» **GOAL**:
List every person named in the excerpt about works entering the public domain in 2023.

» **EXCERPT**:
=======
It’s a brand new year, and that means a ton of art and entertainment has gone from privately owned to the property of everyone and no one. In the United States, books, films, songs, and other works published in 1927 are free to be shared, remade, re-mixed, and otherwise used without fear of legal repercussion, as are literary works from authors who died before 1952. Below are 12 works you can do whatever you want with in 2023. Kind of.

Because there’s still money to be made from older intellectual property, it’s a more complicated than the passage of time making everything public domain. Generally, artistic works become public domain when enough time has passed, but sometimes the fictional characters within them (or some aspects of those fictional characters) are still owned. It’s a mess.

Metropolis, directed by Fritz Lang

Filmmakers have borrowed everything from Fritz Lang’s Metropolis for nearly 100 years—the story, the special effects, the massive scope—but now you can use the whole damn movie however you like. So go ahead and re-shoot it, add funny voices and sound effects, or record your own score. There are no rules anymore.

“Puttin’ on the Ritz” by Irving Berlin

The musical Puttin’ On the Ritz came out in 1930, so you’ll have to wait a few years to remake it for free, but if you want to record the title track, you’re in luck. Irving Berlin’s 1927 send-up of the hoi-polloi dressing as swells is still a banger, and now the rights are owned by everyone, including you. If only 1980s one-hit-wonder Taco had waited to record his synth-pop version version of “Puttin’ on the Ritz,” he wouldn’t have had to fork over any licensing fees or royalties to Berlin’s estate.

The Jazz Singer, directed by Alan Crosland

Among the first sound motion pictures, The Jazz Singer stars Al Jolson as a Jewish singer who disappoints his parents by performing jazz instead of becoming a cantor. A massive blockbuster upon its release in 1927, The Jazz Singer has been remade a couple of times (once with Neil Diamond and Laurence Olivier), but now it can be remade without paying anyone royalties. (But maybe skip the blackface this time.)
=======
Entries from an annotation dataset
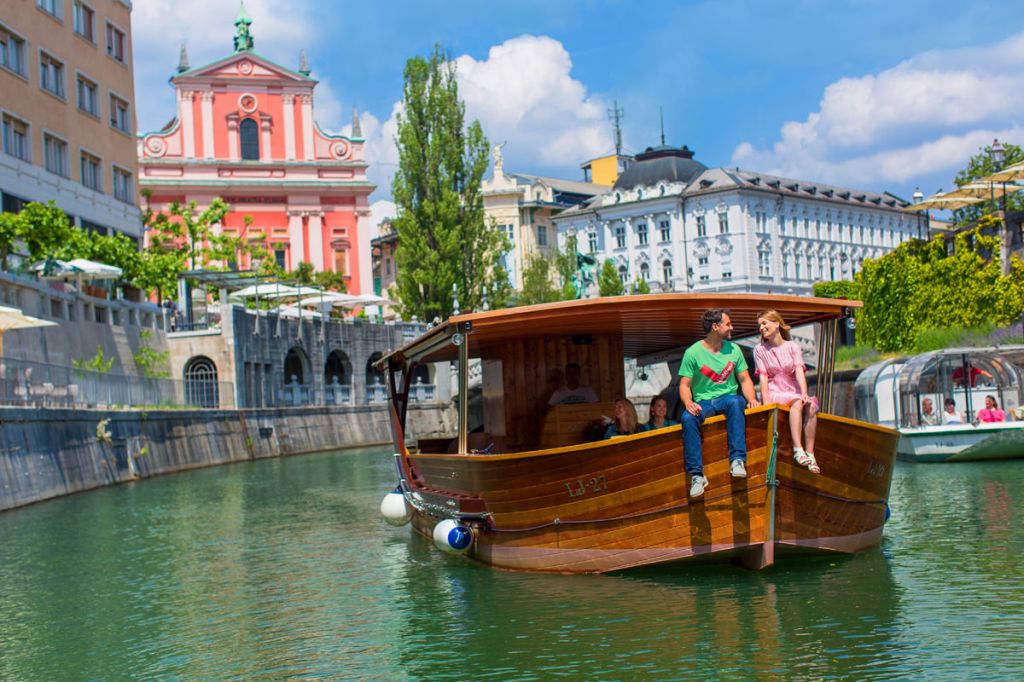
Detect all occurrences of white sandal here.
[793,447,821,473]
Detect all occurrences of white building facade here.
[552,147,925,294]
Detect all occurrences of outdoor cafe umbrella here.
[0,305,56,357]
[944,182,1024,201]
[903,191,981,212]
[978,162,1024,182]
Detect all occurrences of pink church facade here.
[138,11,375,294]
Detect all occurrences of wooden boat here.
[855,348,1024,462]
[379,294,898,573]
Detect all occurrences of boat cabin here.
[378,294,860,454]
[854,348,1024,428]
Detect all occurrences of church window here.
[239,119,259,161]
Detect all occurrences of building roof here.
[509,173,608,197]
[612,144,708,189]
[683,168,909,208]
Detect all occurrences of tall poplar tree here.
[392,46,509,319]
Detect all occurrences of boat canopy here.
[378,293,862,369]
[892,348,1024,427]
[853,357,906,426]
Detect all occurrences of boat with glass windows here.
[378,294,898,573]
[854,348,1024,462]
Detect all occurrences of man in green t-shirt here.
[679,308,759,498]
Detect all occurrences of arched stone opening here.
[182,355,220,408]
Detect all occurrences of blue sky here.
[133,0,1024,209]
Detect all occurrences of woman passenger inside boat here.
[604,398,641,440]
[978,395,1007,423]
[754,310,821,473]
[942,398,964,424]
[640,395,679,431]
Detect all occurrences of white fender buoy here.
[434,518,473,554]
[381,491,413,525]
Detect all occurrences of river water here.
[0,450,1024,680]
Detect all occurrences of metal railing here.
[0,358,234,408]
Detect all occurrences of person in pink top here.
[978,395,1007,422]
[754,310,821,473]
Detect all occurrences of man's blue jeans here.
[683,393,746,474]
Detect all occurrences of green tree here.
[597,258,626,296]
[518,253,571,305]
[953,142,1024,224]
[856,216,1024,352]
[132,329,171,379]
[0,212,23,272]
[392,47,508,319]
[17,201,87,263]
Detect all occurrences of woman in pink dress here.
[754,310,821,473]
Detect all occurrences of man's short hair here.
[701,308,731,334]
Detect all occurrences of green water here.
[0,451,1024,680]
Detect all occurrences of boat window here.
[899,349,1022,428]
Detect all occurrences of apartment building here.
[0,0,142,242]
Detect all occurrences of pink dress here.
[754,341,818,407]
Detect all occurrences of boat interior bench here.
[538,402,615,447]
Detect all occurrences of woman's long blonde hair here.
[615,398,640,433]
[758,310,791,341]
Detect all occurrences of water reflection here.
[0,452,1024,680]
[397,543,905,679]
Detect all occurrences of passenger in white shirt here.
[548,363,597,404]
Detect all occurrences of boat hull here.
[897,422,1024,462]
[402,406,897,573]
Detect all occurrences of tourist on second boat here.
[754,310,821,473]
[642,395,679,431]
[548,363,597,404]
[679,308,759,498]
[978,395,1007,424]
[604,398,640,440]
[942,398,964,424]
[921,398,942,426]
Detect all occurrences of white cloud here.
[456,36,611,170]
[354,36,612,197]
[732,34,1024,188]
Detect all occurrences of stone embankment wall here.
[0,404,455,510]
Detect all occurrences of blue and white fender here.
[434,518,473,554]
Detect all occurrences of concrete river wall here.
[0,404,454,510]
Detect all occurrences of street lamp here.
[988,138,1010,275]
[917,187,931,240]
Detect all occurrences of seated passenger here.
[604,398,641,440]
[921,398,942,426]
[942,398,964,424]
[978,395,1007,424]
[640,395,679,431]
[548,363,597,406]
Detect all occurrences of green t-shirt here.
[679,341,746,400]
=======
» **WRITTEN RESPONSE**:
Fritz Lang, Irving Berlin, Taco, Alan Crosland, Al Jolson, Neil Diamond, Laurence Olivier